• [Строки разметки контуров]
######

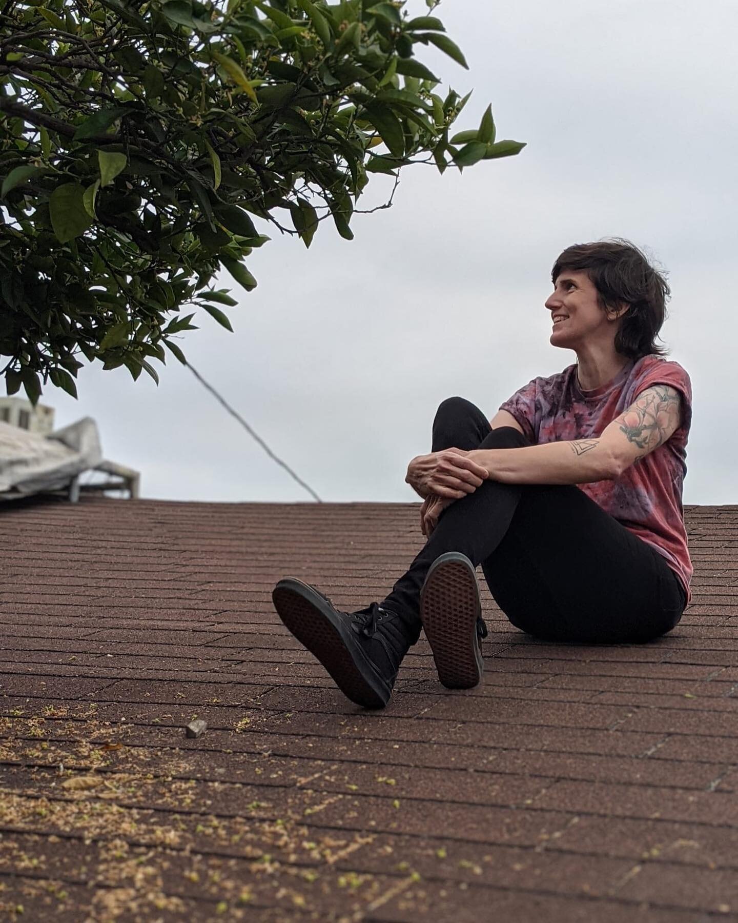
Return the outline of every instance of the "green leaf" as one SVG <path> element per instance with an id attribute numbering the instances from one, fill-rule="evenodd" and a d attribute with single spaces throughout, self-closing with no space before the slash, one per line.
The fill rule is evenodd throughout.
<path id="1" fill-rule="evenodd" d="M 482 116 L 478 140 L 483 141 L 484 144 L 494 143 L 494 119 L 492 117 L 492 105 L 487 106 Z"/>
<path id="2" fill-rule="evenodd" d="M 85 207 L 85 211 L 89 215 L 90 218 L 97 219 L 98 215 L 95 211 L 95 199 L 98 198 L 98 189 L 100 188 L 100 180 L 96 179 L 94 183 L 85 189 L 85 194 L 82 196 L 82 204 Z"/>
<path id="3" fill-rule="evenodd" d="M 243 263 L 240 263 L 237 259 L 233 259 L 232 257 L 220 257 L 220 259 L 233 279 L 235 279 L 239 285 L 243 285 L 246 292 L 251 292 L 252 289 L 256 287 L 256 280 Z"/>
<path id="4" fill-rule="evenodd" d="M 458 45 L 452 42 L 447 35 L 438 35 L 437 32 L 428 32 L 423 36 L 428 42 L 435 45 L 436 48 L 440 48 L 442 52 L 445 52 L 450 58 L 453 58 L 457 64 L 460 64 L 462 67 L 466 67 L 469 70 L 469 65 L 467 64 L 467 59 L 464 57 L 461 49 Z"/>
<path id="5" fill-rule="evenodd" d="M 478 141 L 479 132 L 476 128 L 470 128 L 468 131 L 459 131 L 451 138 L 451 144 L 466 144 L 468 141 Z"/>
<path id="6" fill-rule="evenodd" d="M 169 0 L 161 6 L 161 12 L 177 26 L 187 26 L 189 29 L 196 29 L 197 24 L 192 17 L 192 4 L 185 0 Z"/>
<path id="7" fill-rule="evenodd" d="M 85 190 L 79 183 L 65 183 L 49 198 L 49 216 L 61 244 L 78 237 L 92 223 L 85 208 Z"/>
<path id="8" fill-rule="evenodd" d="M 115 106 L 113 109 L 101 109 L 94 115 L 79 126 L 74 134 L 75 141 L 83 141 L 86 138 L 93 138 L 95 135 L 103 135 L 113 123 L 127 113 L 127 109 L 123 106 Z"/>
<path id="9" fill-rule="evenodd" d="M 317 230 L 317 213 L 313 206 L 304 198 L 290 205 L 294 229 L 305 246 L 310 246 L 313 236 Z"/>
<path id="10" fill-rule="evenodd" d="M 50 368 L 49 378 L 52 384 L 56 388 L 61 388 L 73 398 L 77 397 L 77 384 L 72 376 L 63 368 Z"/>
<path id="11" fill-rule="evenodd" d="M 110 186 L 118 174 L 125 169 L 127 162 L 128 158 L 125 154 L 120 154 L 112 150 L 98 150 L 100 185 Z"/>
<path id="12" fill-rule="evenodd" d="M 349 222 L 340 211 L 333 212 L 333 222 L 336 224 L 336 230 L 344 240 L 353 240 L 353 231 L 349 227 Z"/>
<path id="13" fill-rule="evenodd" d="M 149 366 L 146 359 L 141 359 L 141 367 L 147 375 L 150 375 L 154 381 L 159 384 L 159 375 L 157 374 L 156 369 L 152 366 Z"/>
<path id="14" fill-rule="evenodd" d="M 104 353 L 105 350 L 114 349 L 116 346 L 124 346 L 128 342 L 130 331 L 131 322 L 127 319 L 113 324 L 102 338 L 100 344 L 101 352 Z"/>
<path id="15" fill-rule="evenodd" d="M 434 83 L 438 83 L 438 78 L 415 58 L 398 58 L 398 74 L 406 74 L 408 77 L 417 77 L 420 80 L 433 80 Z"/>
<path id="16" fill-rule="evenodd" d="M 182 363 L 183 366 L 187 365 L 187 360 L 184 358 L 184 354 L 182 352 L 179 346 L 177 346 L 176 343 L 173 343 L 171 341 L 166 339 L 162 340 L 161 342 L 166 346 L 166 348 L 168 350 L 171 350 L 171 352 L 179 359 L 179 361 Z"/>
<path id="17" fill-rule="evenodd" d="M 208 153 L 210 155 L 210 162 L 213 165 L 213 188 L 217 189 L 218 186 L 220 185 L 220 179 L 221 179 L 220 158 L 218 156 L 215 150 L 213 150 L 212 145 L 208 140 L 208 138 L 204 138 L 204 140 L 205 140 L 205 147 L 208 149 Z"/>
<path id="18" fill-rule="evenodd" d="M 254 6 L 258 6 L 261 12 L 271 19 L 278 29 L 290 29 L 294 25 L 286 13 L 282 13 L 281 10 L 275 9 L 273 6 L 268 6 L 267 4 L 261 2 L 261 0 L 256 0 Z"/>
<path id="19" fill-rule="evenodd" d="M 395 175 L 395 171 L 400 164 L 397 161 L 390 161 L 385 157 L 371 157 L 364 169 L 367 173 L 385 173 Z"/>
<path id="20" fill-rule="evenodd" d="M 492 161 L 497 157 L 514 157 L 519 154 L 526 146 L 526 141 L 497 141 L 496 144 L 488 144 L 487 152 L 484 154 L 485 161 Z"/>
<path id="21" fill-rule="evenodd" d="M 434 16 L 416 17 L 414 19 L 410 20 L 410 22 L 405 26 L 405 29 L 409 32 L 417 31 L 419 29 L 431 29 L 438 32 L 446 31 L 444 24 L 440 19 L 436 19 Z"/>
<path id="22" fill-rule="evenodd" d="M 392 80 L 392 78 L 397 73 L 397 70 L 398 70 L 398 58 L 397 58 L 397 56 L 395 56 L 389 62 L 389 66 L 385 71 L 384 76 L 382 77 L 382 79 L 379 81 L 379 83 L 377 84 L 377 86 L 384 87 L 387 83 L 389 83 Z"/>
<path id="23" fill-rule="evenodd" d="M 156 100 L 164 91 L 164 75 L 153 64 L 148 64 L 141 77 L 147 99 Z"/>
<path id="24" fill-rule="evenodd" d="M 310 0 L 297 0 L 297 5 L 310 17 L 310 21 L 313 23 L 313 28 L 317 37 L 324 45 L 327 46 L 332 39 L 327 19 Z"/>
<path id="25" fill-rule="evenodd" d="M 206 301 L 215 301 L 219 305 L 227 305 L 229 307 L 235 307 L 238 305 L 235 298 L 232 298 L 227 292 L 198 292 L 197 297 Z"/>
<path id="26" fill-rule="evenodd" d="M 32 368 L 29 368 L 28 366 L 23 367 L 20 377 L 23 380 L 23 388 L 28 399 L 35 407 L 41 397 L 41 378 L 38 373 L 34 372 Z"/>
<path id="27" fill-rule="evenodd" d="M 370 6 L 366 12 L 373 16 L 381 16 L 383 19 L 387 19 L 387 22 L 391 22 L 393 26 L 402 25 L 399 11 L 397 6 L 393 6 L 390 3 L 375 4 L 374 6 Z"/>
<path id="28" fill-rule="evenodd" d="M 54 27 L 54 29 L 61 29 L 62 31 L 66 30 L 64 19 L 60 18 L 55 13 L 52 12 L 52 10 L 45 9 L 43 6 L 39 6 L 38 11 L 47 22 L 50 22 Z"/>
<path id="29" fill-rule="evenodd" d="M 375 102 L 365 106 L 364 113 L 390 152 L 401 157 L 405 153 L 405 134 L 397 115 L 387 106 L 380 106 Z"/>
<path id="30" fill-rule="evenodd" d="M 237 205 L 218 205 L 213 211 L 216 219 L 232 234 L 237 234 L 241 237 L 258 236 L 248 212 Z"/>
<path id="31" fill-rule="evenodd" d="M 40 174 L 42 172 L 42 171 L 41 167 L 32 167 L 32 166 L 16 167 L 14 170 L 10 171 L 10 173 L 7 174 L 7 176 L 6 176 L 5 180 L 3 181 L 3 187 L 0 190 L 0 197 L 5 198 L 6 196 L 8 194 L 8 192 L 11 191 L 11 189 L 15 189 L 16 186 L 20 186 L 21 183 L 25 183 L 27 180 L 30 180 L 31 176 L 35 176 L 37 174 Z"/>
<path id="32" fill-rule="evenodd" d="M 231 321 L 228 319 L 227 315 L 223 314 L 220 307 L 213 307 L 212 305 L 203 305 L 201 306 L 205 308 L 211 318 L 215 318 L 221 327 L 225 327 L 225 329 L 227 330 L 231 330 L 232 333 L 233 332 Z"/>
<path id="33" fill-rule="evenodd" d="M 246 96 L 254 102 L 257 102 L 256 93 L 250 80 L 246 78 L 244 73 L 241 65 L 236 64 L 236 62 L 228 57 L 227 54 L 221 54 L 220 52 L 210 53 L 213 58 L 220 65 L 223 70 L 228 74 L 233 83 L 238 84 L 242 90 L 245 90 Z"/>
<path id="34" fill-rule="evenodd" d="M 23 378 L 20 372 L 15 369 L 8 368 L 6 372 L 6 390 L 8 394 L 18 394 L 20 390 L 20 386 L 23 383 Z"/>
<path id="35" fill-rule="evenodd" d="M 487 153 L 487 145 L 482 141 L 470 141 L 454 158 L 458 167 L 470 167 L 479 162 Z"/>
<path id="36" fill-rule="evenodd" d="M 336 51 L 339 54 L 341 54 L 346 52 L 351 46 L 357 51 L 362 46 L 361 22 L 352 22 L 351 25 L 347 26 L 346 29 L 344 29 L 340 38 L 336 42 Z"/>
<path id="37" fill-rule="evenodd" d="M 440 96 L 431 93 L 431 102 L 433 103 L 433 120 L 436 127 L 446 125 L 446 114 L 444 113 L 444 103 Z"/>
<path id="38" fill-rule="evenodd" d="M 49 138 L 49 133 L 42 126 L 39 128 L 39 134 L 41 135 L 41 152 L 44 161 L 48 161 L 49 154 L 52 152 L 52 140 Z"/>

######

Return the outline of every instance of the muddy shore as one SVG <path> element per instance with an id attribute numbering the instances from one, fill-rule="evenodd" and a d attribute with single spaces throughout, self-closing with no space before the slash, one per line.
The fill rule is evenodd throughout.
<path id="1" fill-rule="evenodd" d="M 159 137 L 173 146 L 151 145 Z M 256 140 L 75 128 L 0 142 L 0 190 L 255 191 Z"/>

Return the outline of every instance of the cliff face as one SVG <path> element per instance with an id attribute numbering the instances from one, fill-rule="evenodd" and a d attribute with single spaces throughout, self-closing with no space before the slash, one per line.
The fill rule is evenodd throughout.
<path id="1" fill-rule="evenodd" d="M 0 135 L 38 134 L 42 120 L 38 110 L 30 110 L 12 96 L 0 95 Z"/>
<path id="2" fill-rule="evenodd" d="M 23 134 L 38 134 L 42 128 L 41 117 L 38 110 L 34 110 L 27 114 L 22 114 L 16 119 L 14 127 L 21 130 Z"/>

######

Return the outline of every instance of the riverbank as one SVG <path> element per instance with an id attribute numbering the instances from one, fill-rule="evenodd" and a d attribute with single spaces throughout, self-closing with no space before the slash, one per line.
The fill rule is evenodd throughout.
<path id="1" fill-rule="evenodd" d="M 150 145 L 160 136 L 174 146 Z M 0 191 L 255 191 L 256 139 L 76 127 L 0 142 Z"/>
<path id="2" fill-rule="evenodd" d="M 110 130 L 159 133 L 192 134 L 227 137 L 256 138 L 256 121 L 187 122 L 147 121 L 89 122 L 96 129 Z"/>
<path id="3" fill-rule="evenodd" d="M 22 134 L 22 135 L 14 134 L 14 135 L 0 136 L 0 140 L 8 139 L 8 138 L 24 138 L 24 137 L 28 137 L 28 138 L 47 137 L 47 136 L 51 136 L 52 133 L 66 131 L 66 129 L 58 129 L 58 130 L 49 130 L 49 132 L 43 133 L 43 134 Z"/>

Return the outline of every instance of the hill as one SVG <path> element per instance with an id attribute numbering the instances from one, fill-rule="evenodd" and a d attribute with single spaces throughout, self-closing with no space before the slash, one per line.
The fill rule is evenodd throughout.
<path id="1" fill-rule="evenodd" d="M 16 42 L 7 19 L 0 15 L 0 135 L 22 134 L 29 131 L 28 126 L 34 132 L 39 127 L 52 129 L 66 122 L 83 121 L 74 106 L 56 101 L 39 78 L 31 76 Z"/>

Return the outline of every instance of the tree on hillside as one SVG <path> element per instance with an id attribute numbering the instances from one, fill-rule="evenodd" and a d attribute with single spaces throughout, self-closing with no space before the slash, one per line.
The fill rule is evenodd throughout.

######

• [Письменное задание] Пожалуйста, представьте в виде таблицы Markdown фрагмент, который открывается строкой, содержащей «Return the outline of every instance of the riverbank», и закрывается строкой, содержащей «150 145 L 160», включая обе эти строки и пропустив пустые. Назовите столбцы «№» для порядкового номера и «Строка» для самой строки.

• [Ответ на задание]
| № | Строка |
|---|---|
| 1 | Return the outline of every instance of the riverbank as one SVG <path> element per instance with an id attribute numbering the instances from one, fill-rule="evenodd" and a d attribute with single spaces throughout, self-closing with no space before the slash, one per line. |
| 2 | The fill rule is evenodd throughout. |
| 3 | <path id="1" fill-rule="evenodd" d="M 150 145 L 160 136 L 174 146 Z M 0 191 L 255 191 L 256 139 L 76 127 L 0 142 Z"/> |